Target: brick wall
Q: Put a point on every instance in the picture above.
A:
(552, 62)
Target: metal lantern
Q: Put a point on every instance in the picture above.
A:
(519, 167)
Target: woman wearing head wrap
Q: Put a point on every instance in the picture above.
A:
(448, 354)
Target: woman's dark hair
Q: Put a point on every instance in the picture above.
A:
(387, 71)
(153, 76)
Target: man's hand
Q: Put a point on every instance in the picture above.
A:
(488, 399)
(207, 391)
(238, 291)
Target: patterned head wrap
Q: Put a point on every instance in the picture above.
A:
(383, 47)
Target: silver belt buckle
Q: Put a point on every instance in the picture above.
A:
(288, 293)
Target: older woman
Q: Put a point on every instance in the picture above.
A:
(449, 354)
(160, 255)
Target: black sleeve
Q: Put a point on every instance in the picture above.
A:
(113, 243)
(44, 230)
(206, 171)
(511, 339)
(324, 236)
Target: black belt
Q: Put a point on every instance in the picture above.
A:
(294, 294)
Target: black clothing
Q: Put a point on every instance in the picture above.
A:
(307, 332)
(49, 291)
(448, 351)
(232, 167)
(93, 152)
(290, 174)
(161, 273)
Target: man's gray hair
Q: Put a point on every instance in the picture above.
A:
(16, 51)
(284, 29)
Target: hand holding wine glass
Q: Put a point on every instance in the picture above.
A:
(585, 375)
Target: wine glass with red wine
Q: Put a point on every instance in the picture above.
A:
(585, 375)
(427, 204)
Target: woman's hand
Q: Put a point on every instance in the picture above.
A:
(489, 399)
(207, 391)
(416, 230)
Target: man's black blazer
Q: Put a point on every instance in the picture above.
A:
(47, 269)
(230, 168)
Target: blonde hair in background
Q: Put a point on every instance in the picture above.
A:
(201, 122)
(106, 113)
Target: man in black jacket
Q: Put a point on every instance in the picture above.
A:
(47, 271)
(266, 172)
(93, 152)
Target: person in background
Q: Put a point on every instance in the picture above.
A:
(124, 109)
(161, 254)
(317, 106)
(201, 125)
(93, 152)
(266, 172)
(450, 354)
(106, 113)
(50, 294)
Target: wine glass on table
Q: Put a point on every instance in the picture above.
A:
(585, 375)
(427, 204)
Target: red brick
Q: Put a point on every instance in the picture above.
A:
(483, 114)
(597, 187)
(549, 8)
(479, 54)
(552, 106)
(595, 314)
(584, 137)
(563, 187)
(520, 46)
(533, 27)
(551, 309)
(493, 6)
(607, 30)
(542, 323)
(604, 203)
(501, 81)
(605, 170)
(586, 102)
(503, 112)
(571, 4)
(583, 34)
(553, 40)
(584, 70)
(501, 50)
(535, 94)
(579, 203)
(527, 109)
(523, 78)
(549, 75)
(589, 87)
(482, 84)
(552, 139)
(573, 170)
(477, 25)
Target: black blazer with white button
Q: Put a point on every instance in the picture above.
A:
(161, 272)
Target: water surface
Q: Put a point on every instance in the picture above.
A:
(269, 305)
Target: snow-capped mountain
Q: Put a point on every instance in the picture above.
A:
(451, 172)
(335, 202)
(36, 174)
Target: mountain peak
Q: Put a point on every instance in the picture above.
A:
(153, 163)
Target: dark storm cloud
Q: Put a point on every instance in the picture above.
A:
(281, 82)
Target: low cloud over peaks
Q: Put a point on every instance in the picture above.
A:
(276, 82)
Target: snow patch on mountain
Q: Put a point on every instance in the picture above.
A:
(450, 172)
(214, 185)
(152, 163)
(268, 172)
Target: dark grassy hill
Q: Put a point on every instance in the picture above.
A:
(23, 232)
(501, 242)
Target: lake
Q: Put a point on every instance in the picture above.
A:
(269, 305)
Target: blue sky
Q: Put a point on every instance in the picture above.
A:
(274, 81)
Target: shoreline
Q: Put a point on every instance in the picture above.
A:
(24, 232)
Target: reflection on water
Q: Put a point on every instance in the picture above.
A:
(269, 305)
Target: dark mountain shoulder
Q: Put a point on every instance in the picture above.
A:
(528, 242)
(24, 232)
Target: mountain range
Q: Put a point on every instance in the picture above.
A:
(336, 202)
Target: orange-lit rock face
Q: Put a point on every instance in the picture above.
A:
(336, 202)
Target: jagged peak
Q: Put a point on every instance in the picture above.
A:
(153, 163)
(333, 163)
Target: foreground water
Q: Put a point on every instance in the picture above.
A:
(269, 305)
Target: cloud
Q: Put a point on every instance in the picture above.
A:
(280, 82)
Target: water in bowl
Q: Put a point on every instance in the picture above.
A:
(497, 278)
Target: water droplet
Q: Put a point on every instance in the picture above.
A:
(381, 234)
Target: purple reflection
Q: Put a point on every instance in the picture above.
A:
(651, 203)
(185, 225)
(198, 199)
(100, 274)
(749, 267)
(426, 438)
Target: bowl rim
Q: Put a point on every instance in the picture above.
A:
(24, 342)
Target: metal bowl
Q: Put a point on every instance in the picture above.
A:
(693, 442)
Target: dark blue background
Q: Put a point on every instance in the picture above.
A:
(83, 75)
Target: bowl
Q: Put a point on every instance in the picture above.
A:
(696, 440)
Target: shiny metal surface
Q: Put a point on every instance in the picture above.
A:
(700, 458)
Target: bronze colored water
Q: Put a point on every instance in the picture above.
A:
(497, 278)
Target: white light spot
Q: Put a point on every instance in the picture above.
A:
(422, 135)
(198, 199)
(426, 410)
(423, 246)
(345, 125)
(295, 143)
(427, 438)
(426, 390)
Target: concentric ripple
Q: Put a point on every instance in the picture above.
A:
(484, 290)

## Exercise details
The records above must be printed again in full, exactly as written.

## Exercise output
Target: brick wall
Q: Put a point on every instance in the picture above.
A:
(552, 62)
Target: metal lantern
Q: Put a point on every instance in the picture above.
A:
(519, 167)
Target: woman wearing head wrap
Q: Put a point on every instance in the picture above.
A:
(448, 354)
Target: woman's dark hair
Q: Put a point on every instance in the picture above.
A:
(387, 71)
(153, 76)
Target: man's hand
Q: Put a point on every instance in the picture above.
A:
(488, 399)
(207, 391)
(238, 291)
Target: patterned head wrap
Q: Put a point on every instance in the picture above.
A:
(383, 47)
Target: silver belt buckle
Q: Put a point on every instance in the picture above.
A:
(288, 293)
Target: older woman
Q: Put a point on every instance in the picture above.
A:
(449, 354)
(160, 255)
Target: black sleeve
Q: Put a point on every instance in the picture above.
A:
(113, 243)
(44, 230)
(206, 171)
(511, 339)
(324, 236)
Target: black belt
Q: Put a point on every instance in the picture above.
A:
(294, 294)
Target: black clothing
Q: Put a point on every instance in the picture above.
A:
(307, 332)
(49, 291)
(448, 351)
(232, 167)
(93, 152)
(290, 174)
(161, 273)
Target: man's gray hair
Q: Put a point on every instance in the picture above.
A:
(16, 51)
(284, 29)
Target: hand holding wine glass
Q: Put a point on every instance in the picture above.
A:
(585, 375)
Target: wine glass with red wine
Q: Put a point on every instance in the picture above.
A:
(585, 375)
(427, 204)
Target: woman's hand
Q: Put a point on every instance in the picture above.
A:
(489, 399)
(207, 391)
(416, 230)
Target: man's black blazer
Q: Put a point on every instance in the picture above.
A:
(47, 269)
(230, 168)
Target: blonde hair in background
Q: Put a point on every instance in the picture above.
A:
(201, 122)
(106, 113)
Target: man in black jacket
Q: Put a point on every instance in the picture above.
A:
(47, 271)
(266, 172)
(93, 152)
Target: person in background
Q: Put a point on every instance in the picture above.
A:
(124, 109)
(161, 254)
(317, 106)
(201, 125)
(93, 152)
(266, 172)
(450, 354)
(106, 113)
(50, 294)
Target: wine glass on table
Q: Put a point on every instance in the picture above.
A:
(585, 375)
(427, 204)
Target: red brick
Q: Put a point on every instance in the picture above.
A:
(483, 114)
(597, 187)
(549, 8)
(479, 54)
(552, 106)
(595, 314)
(584, 137)
(563, 187)
(520, 46)
(533, 27)
(551, 309)
(493, 6)
(607, 30)
(542, 323)
(604, 203)
(501, 81)
(605, 170)
(586, 102)
(503, 112)
(571, 4)
(583, 34)
(553, 40)
(584, 70)
(501, 50)
(535, 94)
(579, 203)
(527, 109)
(523, 78)
(549, 75)
(589, 87)
(482, 84)
(552, 139)
(573, 170)
(477, 25)
Target: black blazer with white button
Q: Put a point on every instance in the picture above.
A:
(161, 272)
Target: water surface
Q: Put a point on every instance in the picture above.
A:
(269, 305)
Target: snow-capped mountain
Q: Put a point on every instance in the picture above.
A:
(451, 172)
(335, 202)
(36, 174)
Target: mountain peak
Q: Put a point on every instance in the picture above.
A:
(153, 163)
Target: dark storm cloud
Q: Put a point on every instance in the picture above.
A:
(281, 82)
Target: low cloud over peaks
Q: Put a point on every instance in the picture above.
A:
(276, 82)
Target: snow patch on mountain
Q: Put a point on every instance in the picture above.
A:
(450, 172)
(214, 185)
(152, 163)
(268, 172)
Target: dark grassy hill
Q: Put a point on every instance in the picture above.
A:
(23, 232)
(501, 242)
Target: lake
Q: Put a point on every instance in the picture above.
A:
(269, 305)
Target: blue sky
Q: Put a point on every instance in the picture above.
A:
(274, 81)
Target: shoreline
Q: Put a point on every instance in the picture above.
A:
(24, 232)
Target: reflection on water
Q: Put a point on every instance in the picture above.
A:
(269, 305)
Target: dark mountain shoulder
Q: Put a point on every instance in the picture above.
A:
(528, 242)
(24, 232)
Target: mountain range
Q: Put a point on every instance in the picture above.
A:
(336, 202)
Target: orange-lit rock face
Q: Put a point on every instance in the picture above.
A:
(336, 202)
Target: jagged peak
Q: Put a point on every instance in the picture above.
A:
(153, 163)
(333, 163)
Target: foreground water
Q: Put a point on every instance in the picture above.
A:
(269, 305)
Target: cloud
Q: Put a point on every instance in the picture above.
A:
(280, 82)
Target: water in bowl
Q: Put a point on every instance in the picture above.
A:
(497, 278)
Target: water droplet
Q: Put a point on every instance in the picture above.
A:
(381, 234)
Target: purple reflection
Q: Put a point on every instance in the picture above.
A:
(651, 203)
(185, 225)
(198, 199)
(100, 274)
(749, 267)
(426, 438)
Target: bowl rim
Q: Put a point on every instance in the picture above.
A:
(24, 342)
Target: metal bowl
Q: Put a point on every instance in the picture above.
A:
(693, 442)
Target: dark blue background
Q: Put a point on every instance in the picture above.
A:
(83, 75)
Target: bowl
Q: Put a point on every instance in the picture above.
A:
(696, 440)
Target: shiny metal surface
Q: Put a point on every instance in the picture above.
A:
(700, 458)
Target: bronze colored water
Q: Put a point on every instance in the picture above.
A:
(497, 278)
Target: white light spot
Q: Put a point on every instance in the picture above.
A:
(422, 135)
(198, 199)
(426, 410)
(423, 246)
(345, 125)
(295, 143)
(427, 438)
(426, 390)
Target: concentric ripple
Q: Put a point on every instance in the picture above.
A:
(484, 290)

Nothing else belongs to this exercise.